▸ Work to complete:
A. List every film or film franchise named in the Hoppers review.
B. Please retype the Hoppers review from "Pixar are in" up to and including "fire with audiences.".

At The Movies with James Phelan: Hoppers

'This may not be top tier Pixar but it’s a natural fit for kids of all ages'
At The Movies with James Phelan: Hoppers

Hoppers

Review: Hoppers 

Pixar are in a funny place right now. And it’s funny ‘strange’ as opposed to funny ‘hah hah’. Once the animation industry leader in both entertainment value and box office performance, their golden run of classics has slipped out of the groove lately. Whether it was tonally odd choices like the inexplicably leaden ‘Lightyear’ or a quality film like ‘Elio’ that just didn’t catch fire with audiences.

That said, it has to be acknowledged that the world around them has shifted too. With Disney’s own dedicated streaming channel waiting as every Pixar film’s ultimate destination, it seems that film viewers are waiting as well. Now it may take proven performers like the ‘Toy Story’ franchise to pull fans back to the cinemas. Instalment number five arrives this summer.

▸ Input data:

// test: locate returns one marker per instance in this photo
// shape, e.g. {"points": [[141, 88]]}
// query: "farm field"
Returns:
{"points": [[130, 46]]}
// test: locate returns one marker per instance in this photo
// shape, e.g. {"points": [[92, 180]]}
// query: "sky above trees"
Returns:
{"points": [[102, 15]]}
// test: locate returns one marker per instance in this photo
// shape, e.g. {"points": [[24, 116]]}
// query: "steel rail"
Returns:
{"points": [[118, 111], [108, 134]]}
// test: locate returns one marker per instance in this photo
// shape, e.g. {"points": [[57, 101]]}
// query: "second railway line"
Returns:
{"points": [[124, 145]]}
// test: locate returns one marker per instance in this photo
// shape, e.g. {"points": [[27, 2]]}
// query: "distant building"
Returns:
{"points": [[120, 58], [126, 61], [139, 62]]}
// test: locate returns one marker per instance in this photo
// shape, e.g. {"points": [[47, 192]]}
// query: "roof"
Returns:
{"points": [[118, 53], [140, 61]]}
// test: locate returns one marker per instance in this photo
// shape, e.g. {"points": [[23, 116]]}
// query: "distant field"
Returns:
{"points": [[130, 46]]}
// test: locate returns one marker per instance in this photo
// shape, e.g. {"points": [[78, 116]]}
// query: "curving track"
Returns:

▸ Responses by task:
A.
Hoppers
Lightyear
Elio
Toy Story

B.
Pixar are in a funny place right now. And it’s funny ‘strange’ as opposed to funny ‘hah hah’. Once the animation industry leader in both entertainment value and box office performance, their golden run of classics has slipped out of the groove lately. Whether it was tonally odd choices like the inexplicably leaden ‘Lightyear’ or a quality film like ‘Elio’ that just didn’t catch fire with audiences.